What is the robotic laser imaging system in the article on giant larvaceans called?

# [Text section]
= = = =

Underwater laser scans have revealed new
details of how sea creatures called giant larvaceans feed themselves by
flapping a filmy tail inside a cloud of snot.
But what a cloud it is. A giant larvacean
produces an elaborate mucus home for itself that bioengineer Kakani Katija of the
Monterey Bay Aquarium Research Institute in California on occasion calls a
“snot palace.” The mucus marvels rise out of the heads of four species of spineless,
roughly tadpole-shaped giant larvaceans living in the twilight depths of the
bay.
To study such fragile architecture, Katija
and colleagues have been working on a robotic laser imaging system called
DeepPIV. It detects water flows inside the mucus clouds and lets researchers
figure out the palace’s inner 3-D structure. The newest reconstructions of flow
suggest how inner ducts, chambers and valves, all made of mucus, help harvest bacteria and other suitable
food particles from the normally weak soup of seawater, Katija and colleagues
report June 3 in Nature.
Frail, filmy animals like these “don’t
lend themselves to traditional study methods,” says ecologist Kelly Sutherland,
at the University of Oregon in Eugene, who was not involved in the research. Her
lab also focuses on jellylike animals that “tend to fall apart as soon as you
try to collect them.” Even some matters of basic biology in such creatures
remain open questions. So devising ways to study a filmy species alive in its
watery home is the way to move the science forward.
In building those homes, larvaceans
remind Katija a bit of spiders. Plenty of animals build homes and traps, but
larvaceans and spiders are among the few that don’t collect building material or
dig and sculpt soil. Instead, they secrete all their architecture.

= = = =

# [Data for analysis]

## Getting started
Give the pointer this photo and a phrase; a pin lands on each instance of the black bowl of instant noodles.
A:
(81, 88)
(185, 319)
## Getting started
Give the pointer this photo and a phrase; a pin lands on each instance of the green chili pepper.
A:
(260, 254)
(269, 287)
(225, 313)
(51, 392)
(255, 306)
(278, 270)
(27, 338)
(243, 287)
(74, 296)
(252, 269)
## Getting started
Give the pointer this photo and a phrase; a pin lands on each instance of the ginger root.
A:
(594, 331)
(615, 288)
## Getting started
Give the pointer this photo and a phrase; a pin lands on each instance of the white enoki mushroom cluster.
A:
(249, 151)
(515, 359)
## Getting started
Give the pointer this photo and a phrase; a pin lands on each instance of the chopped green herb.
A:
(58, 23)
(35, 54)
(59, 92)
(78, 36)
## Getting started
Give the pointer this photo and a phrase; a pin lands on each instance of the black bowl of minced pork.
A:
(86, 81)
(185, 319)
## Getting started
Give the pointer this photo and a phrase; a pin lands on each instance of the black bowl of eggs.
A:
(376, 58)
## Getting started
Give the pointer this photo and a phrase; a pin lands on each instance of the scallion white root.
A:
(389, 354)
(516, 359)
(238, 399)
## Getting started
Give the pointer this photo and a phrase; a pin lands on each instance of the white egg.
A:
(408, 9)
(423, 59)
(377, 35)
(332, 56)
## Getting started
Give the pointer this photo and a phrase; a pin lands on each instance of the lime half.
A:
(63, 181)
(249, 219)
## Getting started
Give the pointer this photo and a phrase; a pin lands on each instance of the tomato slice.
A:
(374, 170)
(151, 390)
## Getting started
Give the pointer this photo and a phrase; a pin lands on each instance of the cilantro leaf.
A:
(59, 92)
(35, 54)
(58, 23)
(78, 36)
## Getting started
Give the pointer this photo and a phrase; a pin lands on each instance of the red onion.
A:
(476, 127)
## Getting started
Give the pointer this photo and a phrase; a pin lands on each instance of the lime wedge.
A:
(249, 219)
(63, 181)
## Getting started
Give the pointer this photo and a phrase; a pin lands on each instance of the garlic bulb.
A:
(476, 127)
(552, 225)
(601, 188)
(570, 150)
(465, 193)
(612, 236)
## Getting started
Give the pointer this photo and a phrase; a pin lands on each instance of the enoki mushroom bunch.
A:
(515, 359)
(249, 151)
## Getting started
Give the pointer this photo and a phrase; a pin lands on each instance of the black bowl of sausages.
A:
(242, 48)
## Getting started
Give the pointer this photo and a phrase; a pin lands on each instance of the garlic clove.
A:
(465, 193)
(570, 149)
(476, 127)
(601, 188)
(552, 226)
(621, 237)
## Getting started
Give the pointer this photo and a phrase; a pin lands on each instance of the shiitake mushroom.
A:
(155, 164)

= = = =

# [Answer to the exercise]
DeepPIV